***** Source document

Harris v Goddard [1983] 3 All ER 242 is an English land law and matrimonial law case, concerning co-owned land between spouses and finding as to the effect of a divorce petition.

==Facts==
Mr. Harris and Mrs. Harris, joint tenants, fell out, she petitioned for divorce and asked under the Matrimonial Causes Act 1973, ‘That such order may be made by way of transfer of property and/or settlement in respect of the former matrimonial home… and otherwise as may be just’. Mr Harris was killed in an accident, before the divorce hearing. The issue was whether a divorce petition effectively severs the joint tenancy. If so, she will have acted against her interests, as the property falls to be divided by the Will (subject to the legal matrix of rights for dependant widows) (Note: See for example the Family Law Act 1996 and Inheritance (Provision for Family and Dependants) Act 1975) as her husband quickly died.

==Judgment==
Lawton LJ held that the petition was not effective to sever, because this was expressed to bring about the severance at some point in the future. His judgment continued.

It follows that a desire to sever must evince an intention to bring about the wanted result immediately...

Paragraph 3 of the prayer in the [divorce] petition does no more than invite the court to consider at some future time whether to exercise its jurisdiction under section 24 of the 1973 [matrimonial] Act, or, if it does, to do so in one or more of three different ways.

Dillon LJ said the following.

Severance is... the process of separating off the share of a joint tenant, so that the concurrent ownership will continue but the right of survivorship will no longer apply. The parties will have separate shares as tenants in common...

==Significance==

The underlying law as to survivorship and the default way in which spouses co-own (as joint tenants in equity, not tenants in common in equity) has not changed - it takes documented 'words of severance' to end the survivor's full-parts ("absolute") inheritance of a jointly owned asset (which is the resultant feature of being a 'joint tenant in equity').

English family law common process in divorce (replicated at this stage in separation) has increased the likelihood of the reflection of the end of the relationship affecting the financial affairs of the parties. Under the Family Law Act 1996 a spouse or other cohabitant with shared children will commonly register their interests as part of any separation or divorce while also severing the joint tenancy. This means any third parties interested in the other spouse's property alone (for example) are fixed with actual notice of the rights of the spouse and that those rights are solidified. Equity itself has shifted in favour of equal division further than in 1983, with extra considerable sums likely for children.

**********

## [Complete the following]
A. List every Act of Parliament that the case summary names, giving each only once.
B. Reproduce word for word the passage of the case summary starting at "Severance is... the" and ending at "tenant in equity').".

***** Record set

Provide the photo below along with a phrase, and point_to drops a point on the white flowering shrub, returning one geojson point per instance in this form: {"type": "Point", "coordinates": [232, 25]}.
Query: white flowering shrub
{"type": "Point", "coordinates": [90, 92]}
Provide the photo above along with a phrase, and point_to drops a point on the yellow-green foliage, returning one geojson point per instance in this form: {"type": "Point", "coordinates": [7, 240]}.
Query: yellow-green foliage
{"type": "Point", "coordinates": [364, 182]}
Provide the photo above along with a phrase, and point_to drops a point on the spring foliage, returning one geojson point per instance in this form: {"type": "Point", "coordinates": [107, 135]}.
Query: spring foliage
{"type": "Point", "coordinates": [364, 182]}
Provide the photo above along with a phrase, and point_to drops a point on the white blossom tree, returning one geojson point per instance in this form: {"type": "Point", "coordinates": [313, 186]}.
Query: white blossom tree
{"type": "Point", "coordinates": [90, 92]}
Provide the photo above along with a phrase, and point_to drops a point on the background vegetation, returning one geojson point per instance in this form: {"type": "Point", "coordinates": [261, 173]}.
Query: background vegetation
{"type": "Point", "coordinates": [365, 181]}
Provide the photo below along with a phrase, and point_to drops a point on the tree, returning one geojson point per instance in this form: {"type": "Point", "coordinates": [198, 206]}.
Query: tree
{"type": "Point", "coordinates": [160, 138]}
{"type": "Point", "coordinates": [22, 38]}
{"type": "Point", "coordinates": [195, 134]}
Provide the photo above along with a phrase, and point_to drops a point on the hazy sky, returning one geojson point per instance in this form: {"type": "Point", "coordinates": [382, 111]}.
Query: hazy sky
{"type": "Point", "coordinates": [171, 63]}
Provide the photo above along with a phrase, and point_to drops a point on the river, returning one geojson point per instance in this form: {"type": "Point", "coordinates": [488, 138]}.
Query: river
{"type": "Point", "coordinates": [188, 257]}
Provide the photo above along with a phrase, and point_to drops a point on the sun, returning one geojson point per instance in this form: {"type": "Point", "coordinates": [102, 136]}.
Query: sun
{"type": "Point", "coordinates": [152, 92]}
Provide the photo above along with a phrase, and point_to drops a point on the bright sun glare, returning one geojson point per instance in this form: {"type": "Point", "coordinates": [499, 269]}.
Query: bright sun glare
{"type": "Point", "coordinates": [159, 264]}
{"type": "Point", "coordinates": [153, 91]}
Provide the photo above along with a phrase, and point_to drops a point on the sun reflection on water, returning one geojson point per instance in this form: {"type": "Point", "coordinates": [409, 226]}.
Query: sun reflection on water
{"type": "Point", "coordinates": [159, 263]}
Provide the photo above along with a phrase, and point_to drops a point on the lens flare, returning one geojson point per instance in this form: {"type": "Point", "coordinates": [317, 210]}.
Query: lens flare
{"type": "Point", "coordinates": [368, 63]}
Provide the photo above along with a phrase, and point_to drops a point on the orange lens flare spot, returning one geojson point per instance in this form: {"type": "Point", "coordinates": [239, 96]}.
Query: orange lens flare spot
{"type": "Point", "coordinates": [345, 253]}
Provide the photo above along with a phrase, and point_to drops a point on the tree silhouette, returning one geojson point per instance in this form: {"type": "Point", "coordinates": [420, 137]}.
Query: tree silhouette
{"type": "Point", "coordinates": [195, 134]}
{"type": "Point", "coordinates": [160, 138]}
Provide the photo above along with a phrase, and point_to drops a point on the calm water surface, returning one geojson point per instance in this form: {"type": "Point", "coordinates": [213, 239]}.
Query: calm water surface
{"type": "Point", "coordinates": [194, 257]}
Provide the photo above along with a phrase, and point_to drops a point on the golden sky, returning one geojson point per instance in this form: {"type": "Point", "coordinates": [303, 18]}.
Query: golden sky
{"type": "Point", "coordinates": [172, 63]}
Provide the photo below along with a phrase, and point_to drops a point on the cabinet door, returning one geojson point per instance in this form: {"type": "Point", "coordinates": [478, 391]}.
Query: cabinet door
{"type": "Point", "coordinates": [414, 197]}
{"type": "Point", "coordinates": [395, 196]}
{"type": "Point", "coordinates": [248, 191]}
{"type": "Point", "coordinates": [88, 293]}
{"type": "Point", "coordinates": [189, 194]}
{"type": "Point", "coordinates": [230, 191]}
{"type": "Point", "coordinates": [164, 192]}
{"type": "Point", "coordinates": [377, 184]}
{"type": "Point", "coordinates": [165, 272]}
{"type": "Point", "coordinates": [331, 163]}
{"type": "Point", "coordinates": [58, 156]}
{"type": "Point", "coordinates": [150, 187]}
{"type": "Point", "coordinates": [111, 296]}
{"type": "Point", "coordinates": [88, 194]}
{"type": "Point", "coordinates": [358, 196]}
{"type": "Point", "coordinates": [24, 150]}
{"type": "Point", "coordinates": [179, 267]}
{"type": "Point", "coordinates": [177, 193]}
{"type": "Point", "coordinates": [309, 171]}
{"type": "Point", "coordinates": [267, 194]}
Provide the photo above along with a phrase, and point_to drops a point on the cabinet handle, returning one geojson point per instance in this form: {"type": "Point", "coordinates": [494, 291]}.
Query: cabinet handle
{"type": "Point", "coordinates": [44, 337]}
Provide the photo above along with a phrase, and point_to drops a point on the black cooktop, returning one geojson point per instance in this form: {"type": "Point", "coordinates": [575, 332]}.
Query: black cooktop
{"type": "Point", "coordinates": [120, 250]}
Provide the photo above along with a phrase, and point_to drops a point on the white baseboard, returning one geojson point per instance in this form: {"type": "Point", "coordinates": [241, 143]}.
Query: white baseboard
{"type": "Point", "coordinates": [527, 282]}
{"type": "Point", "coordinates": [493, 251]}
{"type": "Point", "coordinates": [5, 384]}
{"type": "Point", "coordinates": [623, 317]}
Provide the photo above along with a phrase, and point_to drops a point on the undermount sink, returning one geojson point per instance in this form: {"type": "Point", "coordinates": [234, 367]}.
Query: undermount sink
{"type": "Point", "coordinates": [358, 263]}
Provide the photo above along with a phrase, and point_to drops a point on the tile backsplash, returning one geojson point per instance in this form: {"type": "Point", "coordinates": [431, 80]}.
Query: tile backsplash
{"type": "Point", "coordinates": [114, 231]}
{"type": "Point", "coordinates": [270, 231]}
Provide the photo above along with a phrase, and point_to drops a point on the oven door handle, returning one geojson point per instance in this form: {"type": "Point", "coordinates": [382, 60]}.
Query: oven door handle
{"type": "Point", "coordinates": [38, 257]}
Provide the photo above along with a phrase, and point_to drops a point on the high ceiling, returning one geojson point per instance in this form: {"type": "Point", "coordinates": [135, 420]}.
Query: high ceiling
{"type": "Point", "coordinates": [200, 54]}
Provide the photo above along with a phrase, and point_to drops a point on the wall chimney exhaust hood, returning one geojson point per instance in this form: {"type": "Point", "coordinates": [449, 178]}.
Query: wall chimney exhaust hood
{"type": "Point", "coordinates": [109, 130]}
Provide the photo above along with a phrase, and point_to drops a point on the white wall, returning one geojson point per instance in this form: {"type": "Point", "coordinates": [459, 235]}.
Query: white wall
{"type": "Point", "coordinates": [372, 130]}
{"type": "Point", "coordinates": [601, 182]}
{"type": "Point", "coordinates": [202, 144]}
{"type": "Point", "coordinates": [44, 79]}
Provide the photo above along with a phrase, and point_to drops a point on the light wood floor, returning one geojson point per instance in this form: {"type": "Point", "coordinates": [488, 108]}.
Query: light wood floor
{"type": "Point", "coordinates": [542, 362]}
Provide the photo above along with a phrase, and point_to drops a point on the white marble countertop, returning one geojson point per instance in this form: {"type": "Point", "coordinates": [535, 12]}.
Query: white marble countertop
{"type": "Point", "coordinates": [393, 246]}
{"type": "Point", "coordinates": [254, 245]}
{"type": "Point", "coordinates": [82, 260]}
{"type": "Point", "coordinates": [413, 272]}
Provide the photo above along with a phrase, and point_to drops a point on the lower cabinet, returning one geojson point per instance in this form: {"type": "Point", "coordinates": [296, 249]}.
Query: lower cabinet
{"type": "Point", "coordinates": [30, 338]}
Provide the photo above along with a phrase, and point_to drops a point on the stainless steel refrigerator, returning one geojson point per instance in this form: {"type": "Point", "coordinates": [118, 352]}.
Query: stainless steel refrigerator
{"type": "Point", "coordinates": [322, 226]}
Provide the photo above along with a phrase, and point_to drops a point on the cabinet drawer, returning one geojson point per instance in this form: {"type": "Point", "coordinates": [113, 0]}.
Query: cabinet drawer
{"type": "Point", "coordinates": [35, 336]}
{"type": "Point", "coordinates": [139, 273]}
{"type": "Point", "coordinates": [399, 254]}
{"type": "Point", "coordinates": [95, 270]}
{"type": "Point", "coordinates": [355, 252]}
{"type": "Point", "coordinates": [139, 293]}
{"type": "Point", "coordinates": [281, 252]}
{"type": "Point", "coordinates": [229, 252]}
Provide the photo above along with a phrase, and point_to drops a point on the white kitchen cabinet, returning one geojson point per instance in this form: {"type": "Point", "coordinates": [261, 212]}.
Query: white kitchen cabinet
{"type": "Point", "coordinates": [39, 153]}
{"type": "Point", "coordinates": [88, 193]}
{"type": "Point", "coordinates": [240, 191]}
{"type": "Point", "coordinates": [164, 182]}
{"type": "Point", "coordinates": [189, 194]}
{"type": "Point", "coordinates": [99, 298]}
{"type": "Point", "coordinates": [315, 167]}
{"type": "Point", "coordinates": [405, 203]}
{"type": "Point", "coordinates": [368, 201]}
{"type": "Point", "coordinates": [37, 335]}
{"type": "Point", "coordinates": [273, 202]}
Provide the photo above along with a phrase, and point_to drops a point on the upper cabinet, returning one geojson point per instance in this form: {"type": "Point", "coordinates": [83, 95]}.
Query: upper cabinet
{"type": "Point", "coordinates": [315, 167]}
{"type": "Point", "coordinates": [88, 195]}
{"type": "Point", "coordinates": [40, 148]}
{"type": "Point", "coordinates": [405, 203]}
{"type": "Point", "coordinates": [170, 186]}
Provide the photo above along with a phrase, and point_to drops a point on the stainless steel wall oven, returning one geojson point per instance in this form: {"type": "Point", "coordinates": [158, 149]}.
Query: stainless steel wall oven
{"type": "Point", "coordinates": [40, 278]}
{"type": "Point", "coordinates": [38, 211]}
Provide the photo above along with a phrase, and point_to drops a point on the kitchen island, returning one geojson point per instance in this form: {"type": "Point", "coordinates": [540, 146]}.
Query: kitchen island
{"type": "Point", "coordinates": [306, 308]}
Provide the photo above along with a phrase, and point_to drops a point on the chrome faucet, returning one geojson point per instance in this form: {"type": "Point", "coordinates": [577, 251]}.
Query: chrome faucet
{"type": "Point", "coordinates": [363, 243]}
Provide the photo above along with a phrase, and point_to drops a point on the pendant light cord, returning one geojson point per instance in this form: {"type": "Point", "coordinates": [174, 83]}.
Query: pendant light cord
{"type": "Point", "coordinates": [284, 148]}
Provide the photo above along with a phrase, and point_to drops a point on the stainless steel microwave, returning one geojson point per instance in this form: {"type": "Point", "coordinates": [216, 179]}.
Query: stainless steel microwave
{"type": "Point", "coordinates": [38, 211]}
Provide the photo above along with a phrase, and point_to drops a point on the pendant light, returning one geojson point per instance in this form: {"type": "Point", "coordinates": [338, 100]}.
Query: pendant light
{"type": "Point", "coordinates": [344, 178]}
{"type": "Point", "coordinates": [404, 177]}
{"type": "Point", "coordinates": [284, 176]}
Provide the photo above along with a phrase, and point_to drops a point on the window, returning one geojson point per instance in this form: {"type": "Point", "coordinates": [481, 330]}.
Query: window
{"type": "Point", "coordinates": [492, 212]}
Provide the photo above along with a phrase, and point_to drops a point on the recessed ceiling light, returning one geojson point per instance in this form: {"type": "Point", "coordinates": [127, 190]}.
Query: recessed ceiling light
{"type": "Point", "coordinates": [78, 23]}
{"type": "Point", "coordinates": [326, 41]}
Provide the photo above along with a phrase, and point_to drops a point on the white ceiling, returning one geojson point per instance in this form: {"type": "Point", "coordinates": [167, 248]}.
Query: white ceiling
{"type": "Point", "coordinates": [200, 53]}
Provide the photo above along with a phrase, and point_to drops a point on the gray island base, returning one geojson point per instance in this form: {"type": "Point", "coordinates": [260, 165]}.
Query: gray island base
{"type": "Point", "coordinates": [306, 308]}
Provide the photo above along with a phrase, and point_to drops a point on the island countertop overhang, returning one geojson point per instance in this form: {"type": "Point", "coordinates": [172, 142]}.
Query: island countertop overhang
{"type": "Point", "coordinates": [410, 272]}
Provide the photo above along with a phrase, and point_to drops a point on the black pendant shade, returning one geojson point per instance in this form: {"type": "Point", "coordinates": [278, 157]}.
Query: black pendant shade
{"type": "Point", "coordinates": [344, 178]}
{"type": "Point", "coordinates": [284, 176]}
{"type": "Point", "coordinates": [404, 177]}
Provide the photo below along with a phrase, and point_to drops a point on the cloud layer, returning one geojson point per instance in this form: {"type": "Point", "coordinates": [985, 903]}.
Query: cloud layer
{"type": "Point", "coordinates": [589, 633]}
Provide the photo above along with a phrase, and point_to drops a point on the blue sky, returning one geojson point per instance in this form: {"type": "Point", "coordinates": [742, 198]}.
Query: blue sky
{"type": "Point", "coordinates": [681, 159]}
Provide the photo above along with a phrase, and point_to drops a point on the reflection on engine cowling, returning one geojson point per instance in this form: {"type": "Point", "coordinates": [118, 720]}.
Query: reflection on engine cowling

**********

## [Responses by task]
A.
Matrimonial Causes Act 1973
Family Law Act 1996
Inheritance (Provision for Family and Dependants) Act 1975

B.
Severance is... the process of separating off the share of a joint tenant, so that the concurrent ownership will continue but the right of survivorship will no longer apply. The parties will have separate shares as tenants in common...

==Significance==

The underlying law as to survivorship and the default way in which spouses co-own (as joint tenants in equity, not tenants in common in equity) has not changed - it takes documented 'words of severance' to end the survivor's full-parts ("absolute") inheritance of a jointly owned asset (which is the resultant feature of being a 'joint tenant in equity').